Excerpted records.
»»

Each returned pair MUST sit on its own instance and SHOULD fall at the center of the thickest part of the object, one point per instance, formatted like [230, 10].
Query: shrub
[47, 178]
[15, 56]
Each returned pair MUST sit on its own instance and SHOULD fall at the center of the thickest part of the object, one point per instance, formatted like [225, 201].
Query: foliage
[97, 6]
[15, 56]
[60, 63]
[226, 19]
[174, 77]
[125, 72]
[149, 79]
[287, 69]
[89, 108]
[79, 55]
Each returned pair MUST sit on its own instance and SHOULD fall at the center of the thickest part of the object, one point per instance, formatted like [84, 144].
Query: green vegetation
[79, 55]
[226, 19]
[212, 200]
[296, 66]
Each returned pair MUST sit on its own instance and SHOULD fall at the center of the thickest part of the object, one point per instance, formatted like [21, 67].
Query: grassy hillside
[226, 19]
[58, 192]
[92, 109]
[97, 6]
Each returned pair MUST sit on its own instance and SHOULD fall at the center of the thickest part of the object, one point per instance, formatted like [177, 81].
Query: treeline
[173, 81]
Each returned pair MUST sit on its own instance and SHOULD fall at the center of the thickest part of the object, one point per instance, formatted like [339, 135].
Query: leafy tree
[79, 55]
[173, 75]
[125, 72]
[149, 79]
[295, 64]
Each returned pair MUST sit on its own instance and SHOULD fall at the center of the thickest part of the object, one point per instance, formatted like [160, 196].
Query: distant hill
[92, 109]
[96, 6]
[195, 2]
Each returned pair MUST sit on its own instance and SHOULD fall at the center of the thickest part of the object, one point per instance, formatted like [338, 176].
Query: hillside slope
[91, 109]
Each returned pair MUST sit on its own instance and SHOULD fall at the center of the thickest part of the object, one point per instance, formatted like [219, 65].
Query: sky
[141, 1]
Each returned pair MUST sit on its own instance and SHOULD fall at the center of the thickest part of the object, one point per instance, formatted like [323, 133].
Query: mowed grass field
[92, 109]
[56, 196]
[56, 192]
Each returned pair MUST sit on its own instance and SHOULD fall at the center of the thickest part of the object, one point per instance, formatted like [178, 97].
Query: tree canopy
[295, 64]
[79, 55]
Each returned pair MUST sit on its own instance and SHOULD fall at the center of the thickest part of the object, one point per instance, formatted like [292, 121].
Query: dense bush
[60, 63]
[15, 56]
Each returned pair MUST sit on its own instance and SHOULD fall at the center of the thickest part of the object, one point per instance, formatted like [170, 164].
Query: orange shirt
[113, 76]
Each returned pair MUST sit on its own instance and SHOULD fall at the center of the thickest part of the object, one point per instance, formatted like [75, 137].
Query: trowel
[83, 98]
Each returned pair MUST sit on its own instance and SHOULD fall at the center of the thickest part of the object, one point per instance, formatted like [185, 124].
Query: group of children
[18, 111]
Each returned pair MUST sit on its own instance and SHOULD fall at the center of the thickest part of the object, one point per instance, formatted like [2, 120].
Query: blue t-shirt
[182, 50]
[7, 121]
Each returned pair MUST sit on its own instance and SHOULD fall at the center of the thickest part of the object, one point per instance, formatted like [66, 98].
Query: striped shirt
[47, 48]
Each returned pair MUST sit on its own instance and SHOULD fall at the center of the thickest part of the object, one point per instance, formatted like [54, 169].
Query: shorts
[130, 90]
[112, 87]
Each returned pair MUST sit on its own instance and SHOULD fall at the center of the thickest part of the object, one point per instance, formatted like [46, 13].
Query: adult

««

The task. Using the material above, print every entry exactly as written.

Answer to the exercise.
Each returned pair MUST sit on its own instance and SHOULD fall at the center of the thickest part of the object, one point per instance, formatted like [230, 10].
Query: shrub
[47, 178]
[15, 56]
Each returned pair MUST sit on its own instance and SHOULD fall at the center of the thickest part of the object, one point per instance, formatted like [225, 201].
Query: foliage
[97, 6]
[15, 56]
[60, 63]
[226, 19]
[174, 77]
[125, 72]
[149, 79]
[287, 69]
[89, 108]
[79, 55]
Each returned pair MUST sit on its own instance and SHOULD fall at the center of the thickest part of the object, one point per instance, formatted like [84, 144].
Query: green vegetation
[79, 55]
[226, 19]
[212, 200]
[296, 66]
Each returned pair MUST sit on its own instance and SHOULD fall at the center of the thickest part of the object, one point per instance, formatted like [21, 67].
Query: grassy hillside
[226, 19]
[58, 192]
[92, 109]
[97, 6]
Each returned pair MUST sit on its own instance and SHOULD fall at the center of the thickest part of the object, one point per instance, formatted like [177, 81].
Query: treeline
[173, 81]
Each returned pair MUST sit on its own instance and SHOULD fall at the center of the thickest part of the object, one point per instance, formatted like [339, 135].
Query: leafy tree
[79, 55]
[173, 75]
[125, 72]
[149, 79]
[295, 64]
Each returned pair MUST sit on its own instance and SHOULD fall at the center of the thickest part of the object, one point per instance, formatted like [160, 196].
Query: distant hill
[92, 109]
[96, 6]
[195, 2]
Each returned pair MUST sit on its own instance and SHOULD fall at the center of the thickest part of the object, one point per instance, formatted like [338, 176].
Query: hillside slope
[91, 109]
Each returned pair MUST sit on its own instance and SHOULD fall at the center of the thickest part of the object, one point per instance, formatted like [219, 65].
Query: sky
[141, 1]
Each returned pair MUST sit on its own instance and SHOULD fall at the center of the thickest part of the object, one point per instance, formatted like [323, 133].
Query: mowed grass field
[92, 109]
[56, 196]
[56, 192]
Each returned pair MUST sit on its own instance and SHOULD fall at the center of the thickest part of the object, one point per instance, formatted like [178, 97].
Query: tree canopy
[295, 64]
[79, 55]
Each returned pair MUST sit on its own instance and SHOULD fall at the center of the thickest part of the object, one point per instance, formatted like [292, 121].
Query: dense bush
[60, 63]
[15, 56]
Each returned pair MUST sit on its own instance and SHOULD fall at the center of the thickest part of the object, one point per instance, formatted like [170, 164].
Query: orange shirt
[113, 76]
Each returned pair MUST sit on its own instance and SHOULD fall at the center of the thickest part of the object, one point per instance, formatted like [75, 137].
Query: trowel
[83, 98]
Each returned pair MUST sit on its own instance and SHOULD fall at the center of the thickest part of the object, one point per instance, formatted like [185, 124].
Query: group of children
[18, 111]
Each returned pair MUST sit on its own instance and SHOULD fall at the center of the thickest part of the object, one point per instance, formatted like [2, 120].
Query: blue t-shirt
[182, 50]
[7, 121]
Each returned pair MUST sit on its own instance and SHOULD fall at the center of the thickest part of the object, one point per instance, formatted like [66, 98].
Query: striped shirt
[47, 48]
Each returned pair MUST sit on its own instance and SHOULD fall at the center of the thickest part of the object, one point per instance, formatted like [54, 169].
Query: shorts
[130, 90]
[112, 87]
Each returned pair MUST sit on its own instance and SHOULD fall at the center of the thickest part of the object, one point per instance, formatted like [46, 13].
Query: adult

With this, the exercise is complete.